* [What needs to be done]: In the fortune cookie essay, copy out the passage that begins with "I do not know" and ends with "let me down.", but change "optimism" to "resolve".

Top of Text

You have lovely eyes. Lucky number: 2
As a writer, I rely on my eyes to gather the visual details I tuck away for later: the tufted dandelion sprout, floating in the air; the crooked upturned arm of my spiny blue cactus; the silhouette of a horned owl, high up in a tree against the blush of sunset. My eyes revel in my son’s playful smile; they drink in my daughter’s freckled cheeks. They are vessels that carry the words I read onto the vast, curvaceous rivers of my mind. If the day’s first blessing is waking up, the next true blessing must be opening one’s eyes to the possibilities of a new day. Thanks be.
You are an enigma. Lucky number: ?
Research for this essay returned me to a book I hadn’t read in years: Amy Tan’s The Joy Luck Club. In a chapter titled “Double Face,” one of Tan’s characters, Lindo Jong, recounts sifting through potential fortunes at the fortune cookie-making factory where she once worked, in the hope of finding one that would elicit a marriage proposal from her beau. She selected a fortune that read: “A house is not home when a spouse is not at home.” Her clever plan succeeded. The next day, her boyfriend asked, “Lindo, can you spouse me?”
My research also brought me to an article about the largest producer of fortune cookies, Wonton Food, Inc., which distributed over four million cookies a day in 2005. That amounts to nearly a billion and a half cookies annually! Who eats them all? My theory is that most people – excluding children, who would eat cardboard if it tasted moderately sweet – are more interested in the fortunes than the golden cookies themselves. Sometimes the messages resonate; sometimes it’s the lucky numbers. In 2005, lucky numbers won 110 people sums of approximately $100,000 each in a single day’s Powerball drawing. The accompanying fortune? “All the preparation you’ve done will finally be paying off.”
I don’t harbor strong feelings about fortune cookies, but I love the intrigue they hold within. Maybe if I had taken the time to read a fortune on the day of my new nose, it would have read: “Beware of inauspicious strangers. The admiration of their beauty wields a deleterious cost.”
All the preparation you’ve done will finally be paying off. Lucky number: 2013
My dad once advised me to prepare to hold at least three professions in life. The changing world, he said, required adaptability. To date, I’ve worked in about twelve positions – with vastly different titles and responsibilities – without interruption (and sometimes simultaneously). My love of words has threaded through each of my professional incarnations. I am very grateful to possess a skill that benefits myself as well as others, and buoys me, despite sharp changes in the economy and employment rates.
Right now, I teach Humanities to a gregarious group of middle school students. I have no idea how I got so lucky in this latest gig: not only do I get to read and write, I get to geek out about reading and writing with young, enthusiastic minds! Together, we explore worlds that are so different from our own with characters who are so similar to us. I love when my students ask questions about the text and I can literally see their imaginations flare.
I do not know what the new school year will look like for me, but I hope that the long weekends of lesson planning and grading will pay off. I hope that this year of channeling my own creativity into the creativity of others will not have been in vain. In truth, I have missed the freedom to write and read on my own schedule. I have missed marching into the grocery store; sweeping ingredients into my arms, like long lost lovers; and coming home to a joyous orgy of cooking and photography. But I have also cultivated positive relationships with seventeen great students. I’ve learned a lot about what it means to be a teacher… and learned that the process of learning never really ends. Nor does the adaptability of my spirit.
I face the fortune ahead of me with gratitude and optimism. My love of words has yet to let me down.

Bottom of Text
Top of Excerpted data

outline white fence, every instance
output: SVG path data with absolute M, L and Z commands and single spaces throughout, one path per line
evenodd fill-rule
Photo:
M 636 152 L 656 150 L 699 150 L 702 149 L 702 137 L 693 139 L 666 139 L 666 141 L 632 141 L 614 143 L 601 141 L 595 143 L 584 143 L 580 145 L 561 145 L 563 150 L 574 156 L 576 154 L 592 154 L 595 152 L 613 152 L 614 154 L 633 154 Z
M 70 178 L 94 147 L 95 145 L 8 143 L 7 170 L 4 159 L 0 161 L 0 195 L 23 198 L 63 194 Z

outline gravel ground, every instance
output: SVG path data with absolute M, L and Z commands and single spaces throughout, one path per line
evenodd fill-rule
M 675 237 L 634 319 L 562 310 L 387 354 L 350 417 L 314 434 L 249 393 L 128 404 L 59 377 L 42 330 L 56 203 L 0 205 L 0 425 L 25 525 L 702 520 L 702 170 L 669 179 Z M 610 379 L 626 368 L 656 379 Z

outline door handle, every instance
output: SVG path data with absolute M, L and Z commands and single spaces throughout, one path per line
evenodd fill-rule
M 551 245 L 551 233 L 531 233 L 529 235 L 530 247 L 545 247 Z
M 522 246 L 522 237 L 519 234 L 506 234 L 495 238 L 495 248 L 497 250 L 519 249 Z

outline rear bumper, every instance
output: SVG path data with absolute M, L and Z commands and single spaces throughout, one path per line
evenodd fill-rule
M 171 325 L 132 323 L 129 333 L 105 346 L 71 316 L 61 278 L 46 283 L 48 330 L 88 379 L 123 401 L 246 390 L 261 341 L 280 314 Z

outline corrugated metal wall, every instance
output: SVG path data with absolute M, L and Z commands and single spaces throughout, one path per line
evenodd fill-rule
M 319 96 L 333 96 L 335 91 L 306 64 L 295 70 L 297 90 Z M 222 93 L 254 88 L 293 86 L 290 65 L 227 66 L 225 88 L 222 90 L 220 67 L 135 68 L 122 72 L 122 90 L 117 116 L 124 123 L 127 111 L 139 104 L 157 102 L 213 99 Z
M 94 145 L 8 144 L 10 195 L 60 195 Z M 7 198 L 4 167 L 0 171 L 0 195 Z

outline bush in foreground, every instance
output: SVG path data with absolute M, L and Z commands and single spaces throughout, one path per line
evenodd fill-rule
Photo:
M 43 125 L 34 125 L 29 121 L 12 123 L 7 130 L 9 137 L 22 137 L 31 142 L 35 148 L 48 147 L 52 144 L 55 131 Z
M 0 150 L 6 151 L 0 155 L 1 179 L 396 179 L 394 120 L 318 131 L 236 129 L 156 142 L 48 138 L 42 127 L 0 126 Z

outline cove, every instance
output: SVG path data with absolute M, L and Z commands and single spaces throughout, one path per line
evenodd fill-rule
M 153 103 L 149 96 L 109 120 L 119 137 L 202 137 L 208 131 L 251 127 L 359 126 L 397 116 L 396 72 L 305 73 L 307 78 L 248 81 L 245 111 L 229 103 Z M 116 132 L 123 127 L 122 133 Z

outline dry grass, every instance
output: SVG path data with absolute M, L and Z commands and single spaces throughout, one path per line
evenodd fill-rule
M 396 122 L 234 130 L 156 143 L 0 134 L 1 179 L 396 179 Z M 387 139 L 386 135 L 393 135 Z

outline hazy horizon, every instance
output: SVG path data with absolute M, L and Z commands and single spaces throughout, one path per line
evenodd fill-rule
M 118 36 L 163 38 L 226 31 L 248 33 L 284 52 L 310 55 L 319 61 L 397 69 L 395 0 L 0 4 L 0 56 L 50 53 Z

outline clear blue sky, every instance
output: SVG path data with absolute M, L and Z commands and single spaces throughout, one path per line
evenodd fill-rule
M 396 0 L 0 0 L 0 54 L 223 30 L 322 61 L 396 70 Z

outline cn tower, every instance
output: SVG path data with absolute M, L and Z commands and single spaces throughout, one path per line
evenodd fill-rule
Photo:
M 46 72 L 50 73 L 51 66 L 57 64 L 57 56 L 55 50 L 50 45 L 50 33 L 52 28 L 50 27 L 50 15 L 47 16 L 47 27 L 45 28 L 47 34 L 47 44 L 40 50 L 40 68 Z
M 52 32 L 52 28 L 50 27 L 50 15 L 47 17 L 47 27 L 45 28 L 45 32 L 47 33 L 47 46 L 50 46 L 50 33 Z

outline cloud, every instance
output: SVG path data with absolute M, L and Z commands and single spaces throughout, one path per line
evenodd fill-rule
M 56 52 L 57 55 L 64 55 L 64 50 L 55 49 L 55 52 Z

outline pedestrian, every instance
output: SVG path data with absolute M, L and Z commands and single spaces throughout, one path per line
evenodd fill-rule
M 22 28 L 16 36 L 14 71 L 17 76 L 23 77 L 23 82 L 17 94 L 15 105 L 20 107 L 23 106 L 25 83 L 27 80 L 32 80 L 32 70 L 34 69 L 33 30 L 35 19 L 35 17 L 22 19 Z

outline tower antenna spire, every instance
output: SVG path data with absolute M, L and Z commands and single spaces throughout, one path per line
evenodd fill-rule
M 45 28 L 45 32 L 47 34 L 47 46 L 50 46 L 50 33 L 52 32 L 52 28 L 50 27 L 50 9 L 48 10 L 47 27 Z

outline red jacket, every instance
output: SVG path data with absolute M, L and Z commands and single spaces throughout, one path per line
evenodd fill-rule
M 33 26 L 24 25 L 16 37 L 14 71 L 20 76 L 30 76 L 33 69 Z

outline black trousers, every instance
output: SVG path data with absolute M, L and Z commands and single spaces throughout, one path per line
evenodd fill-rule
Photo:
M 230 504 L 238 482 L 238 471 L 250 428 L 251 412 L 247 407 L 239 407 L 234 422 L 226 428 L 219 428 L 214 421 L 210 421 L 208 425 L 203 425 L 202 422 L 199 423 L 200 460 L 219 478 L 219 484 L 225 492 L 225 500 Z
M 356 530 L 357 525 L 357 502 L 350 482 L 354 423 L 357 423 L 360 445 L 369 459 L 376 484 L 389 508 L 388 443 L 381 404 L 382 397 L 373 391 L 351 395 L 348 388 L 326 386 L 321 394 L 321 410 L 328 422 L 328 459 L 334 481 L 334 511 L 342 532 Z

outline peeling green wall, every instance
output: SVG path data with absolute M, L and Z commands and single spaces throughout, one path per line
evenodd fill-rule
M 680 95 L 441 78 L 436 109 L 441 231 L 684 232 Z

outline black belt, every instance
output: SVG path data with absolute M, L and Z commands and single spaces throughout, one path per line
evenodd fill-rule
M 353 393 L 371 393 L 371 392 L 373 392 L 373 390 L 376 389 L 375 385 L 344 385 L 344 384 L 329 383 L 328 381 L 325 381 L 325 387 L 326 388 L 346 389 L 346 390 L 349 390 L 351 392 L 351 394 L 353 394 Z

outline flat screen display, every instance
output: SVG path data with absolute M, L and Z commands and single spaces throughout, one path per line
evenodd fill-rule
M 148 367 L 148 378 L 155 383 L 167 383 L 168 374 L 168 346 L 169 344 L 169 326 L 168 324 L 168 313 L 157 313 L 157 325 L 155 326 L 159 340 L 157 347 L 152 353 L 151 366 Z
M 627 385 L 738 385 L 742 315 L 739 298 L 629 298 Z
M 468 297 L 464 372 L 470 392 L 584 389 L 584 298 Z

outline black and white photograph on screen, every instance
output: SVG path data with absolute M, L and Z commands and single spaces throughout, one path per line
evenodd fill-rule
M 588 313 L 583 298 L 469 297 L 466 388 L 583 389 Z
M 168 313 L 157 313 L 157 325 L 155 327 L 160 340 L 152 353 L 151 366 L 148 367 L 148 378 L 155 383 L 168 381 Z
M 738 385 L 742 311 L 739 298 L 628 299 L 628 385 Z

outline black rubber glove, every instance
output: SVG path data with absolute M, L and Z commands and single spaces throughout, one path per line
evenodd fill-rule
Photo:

Bottom of Excerpted data

* [Reply to the exercise]:
I do not know what the new school year will look like for me, but I hope that the long weekends of lesson planning and grading will pay off. I hope that this year of channeling my own creativity into the creativity of others will not have been in vain. In truth, I have missed the freedom to write and read on my own schedule. I have missed marching into the grocery store; sweeping ingredients into my arms, like long lost lovers; and coming home to a joyous orgy of cooking and photography. But I have also cultivated positive relationships with seventeen great students. I’ve learned a lot about what it means to be a teacher… and learned that the process of learning never really ends. Nor does the adaptability of my spirit.
I face the fortune ahead of me with gratitude and resolve. My love of words has yet to let me down.